In the data that follows, find the line containing "the rider's black"; then quote that line and every line after it, exactly, through the last one.

----- RECORDS FOR THIS EXERCISE

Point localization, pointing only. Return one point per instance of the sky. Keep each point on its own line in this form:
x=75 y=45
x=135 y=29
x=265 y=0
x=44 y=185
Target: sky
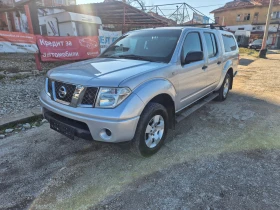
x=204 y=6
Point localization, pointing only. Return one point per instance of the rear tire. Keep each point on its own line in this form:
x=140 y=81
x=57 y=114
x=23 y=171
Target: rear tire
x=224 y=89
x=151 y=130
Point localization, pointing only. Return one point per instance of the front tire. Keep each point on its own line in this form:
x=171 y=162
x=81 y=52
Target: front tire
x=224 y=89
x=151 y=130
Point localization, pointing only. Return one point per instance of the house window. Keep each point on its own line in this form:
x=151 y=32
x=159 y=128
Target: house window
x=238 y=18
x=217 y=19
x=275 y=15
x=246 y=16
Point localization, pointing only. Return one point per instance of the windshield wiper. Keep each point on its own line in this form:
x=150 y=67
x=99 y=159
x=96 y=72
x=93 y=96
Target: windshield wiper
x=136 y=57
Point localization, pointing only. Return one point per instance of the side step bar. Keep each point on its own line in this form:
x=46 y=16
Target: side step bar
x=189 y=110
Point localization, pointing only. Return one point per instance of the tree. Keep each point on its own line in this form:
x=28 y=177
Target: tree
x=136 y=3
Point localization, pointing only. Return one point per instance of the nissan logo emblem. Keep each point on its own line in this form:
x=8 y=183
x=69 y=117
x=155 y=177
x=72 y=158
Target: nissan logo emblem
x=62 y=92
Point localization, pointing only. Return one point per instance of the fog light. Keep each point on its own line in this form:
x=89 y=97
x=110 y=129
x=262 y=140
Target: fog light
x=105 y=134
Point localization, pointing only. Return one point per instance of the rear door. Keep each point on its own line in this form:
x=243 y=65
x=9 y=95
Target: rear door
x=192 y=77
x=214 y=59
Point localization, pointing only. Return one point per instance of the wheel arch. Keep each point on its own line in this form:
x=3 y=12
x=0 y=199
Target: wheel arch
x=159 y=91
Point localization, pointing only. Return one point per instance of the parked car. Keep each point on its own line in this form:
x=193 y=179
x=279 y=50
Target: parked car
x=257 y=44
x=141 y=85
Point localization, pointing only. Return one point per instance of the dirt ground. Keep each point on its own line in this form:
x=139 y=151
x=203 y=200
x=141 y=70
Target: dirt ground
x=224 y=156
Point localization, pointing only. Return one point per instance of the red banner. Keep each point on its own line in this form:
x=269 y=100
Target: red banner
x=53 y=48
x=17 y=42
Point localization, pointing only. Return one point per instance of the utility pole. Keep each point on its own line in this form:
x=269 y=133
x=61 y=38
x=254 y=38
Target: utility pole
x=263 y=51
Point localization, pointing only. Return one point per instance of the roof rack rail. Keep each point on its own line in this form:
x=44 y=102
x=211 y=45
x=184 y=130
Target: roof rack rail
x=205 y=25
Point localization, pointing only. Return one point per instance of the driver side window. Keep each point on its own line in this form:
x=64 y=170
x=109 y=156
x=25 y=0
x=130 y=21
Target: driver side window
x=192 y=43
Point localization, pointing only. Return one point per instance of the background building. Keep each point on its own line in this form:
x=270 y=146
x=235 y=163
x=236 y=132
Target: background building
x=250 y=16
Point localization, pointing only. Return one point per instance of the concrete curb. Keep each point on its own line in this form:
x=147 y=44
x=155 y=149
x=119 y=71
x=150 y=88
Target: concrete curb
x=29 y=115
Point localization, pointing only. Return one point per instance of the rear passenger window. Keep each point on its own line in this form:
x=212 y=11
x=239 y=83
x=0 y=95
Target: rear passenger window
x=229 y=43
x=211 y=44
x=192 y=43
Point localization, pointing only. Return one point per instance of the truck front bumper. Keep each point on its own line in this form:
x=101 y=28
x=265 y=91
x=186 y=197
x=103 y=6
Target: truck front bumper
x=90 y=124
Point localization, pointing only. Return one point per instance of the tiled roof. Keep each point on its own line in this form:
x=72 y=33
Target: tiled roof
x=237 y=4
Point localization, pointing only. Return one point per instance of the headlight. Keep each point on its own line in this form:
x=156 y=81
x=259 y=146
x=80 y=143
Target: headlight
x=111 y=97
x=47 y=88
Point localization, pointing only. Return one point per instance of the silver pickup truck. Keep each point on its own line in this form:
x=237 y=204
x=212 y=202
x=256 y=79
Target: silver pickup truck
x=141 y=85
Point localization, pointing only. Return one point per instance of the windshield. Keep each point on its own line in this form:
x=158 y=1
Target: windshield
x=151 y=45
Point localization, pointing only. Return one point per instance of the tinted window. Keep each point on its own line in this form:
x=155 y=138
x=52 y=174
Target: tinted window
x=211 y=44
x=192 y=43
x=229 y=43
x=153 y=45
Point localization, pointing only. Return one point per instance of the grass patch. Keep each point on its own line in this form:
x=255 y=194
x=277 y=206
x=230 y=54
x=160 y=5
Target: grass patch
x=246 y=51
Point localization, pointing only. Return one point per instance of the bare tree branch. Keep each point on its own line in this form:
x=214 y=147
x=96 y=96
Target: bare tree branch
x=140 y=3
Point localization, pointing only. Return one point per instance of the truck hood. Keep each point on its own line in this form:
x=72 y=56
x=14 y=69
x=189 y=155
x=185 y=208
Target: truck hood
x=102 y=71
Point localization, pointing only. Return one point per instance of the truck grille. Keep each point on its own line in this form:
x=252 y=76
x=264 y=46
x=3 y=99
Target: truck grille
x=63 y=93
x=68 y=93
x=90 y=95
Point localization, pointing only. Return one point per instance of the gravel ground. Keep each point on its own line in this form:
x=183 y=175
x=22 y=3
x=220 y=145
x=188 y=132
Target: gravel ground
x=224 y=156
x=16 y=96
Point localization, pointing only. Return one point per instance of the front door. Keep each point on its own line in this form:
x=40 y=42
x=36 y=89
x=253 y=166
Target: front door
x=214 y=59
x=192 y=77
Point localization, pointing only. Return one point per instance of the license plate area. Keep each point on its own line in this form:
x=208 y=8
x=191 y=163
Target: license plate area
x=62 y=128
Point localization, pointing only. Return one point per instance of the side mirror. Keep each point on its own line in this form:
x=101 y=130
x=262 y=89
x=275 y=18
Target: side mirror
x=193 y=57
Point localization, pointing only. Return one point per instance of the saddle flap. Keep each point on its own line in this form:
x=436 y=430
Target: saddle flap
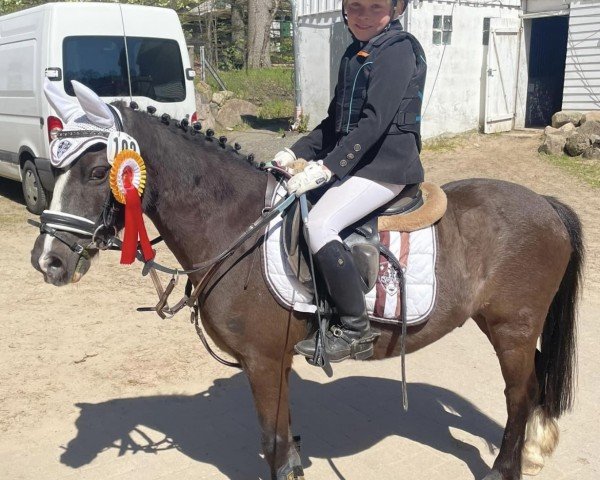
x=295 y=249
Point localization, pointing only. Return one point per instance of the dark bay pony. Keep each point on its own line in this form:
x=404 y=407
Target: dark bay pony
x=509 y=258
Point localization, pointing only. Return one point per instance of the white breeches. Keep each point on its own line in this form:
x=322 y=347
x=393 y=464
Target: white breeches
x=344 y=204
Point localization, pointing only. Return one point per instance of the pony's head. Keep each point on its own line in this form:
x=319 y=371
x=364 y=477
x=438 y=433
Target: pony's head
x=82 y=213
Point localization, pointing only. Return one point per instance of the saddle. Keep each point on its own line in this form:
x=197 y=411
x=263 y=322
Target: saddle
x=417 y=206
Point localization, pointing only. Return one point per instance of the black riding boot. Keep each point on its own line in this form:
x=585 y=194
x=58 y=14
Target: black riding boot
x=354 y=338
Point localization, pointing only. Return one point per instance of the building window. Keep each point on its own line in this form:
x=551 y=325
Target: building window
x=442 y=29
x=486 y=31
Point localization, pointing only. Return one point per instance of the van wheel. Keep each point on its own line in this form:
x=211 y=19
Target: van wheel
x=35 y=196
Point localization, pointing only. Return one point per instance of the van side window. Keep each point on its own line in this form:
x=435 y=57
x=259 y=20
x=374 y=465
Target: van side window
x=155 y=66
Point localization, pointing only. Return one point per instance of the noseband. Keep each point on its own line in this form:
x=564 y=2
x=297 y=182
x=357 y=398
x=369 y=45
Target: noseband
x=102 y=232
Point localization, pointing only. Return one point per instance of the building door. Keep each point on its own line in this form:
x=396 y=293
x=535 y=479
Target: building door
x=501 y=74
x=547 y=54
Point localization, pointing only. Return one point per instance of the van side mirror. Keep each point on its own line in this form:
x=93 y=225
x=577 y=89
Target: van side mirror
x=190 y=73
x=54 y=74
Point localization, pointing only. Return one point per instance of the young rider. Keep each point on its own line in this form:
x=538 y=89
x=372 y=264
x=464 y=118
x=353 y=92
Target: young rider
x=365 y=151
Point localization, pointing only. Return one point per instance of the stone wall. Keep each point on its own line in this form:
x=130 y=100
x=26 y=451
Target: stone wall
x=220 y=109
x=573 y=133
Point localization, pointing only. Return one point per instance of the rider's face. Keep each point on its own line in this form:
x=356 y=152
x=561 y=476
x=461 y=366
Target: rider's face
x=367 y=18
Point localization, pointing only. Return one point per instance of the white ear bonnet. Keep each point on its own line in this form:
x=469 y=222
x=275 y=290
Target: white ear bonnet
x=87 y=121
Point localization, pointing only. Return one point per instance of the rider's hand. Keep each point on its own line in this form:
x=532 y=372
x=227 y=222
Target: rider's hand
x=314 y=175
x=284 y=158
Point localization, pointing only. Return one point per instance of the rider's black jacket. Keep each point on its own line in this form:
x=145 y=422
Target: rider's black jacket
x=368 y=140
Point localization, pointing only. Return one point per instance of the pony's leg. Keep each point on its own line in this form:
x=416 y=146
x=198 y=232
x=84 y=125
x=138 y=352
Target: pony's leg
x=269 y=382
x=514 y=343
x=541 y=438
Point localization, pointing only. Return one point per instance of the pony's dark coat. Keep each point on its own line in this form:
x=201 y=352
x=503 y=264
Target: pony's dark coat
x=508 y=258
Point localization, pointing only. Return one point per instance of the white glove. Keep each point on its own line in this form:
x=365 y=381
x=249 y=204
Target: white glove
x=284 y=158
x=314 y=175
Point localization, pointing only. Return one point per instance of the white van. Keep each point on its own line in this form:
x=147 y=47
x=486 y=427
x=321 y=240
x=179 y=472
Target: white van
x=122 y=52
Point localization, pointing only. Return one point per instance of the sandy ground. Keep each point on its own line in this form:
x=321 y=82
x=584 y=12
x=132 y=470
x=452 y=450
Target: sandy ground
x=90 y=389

----------

#### [RESPONSE TO THE TASK]
Point localization, pointing only. Return one point per instance of the rider's black jacket. Keep each point on its own line in this form:
x=145 y=422
Target: rider's black jacket
x=368 y=140
Point localization, pointing only. Return one point per instance of the pony's leg. Keep each point on its own line in this form:
x=416 y=146
x=198 y=232
x=84 y=125
x=138 y=352
Target: pony's leg
x=269 y=382
x=514 y=343
x=541 y=438
Point localization, pointing only. Return one point per instance of the pony's dark coat. Keep each point on its own line in this form:
x=201 y=352
x=503 y=264
Target: pony's dark coat
x=508 y=258
Point localization, pointing only. Return one point per instance of the white glove. Keep each point on its own line in this form:
x=365 y=381
x=249 y=204
Target: white glove
x=284 y=158
x=314 y=175
Point localization, pointing only. Return one point per instance of the white van. Keep each point on its own line in this form:
x=147 y=47
x=486 y=427
x=321 y=240
x=179 y=472
Target: white van
x=122 y=52
Point localization, pointing only. Return one point per instance of the sandy ground. Keep each point on its own line in this form:
x=321 y=82
x=584 y=12
x=132 y=470
x=452 y=450
Target: sandy ground
x=90 y=389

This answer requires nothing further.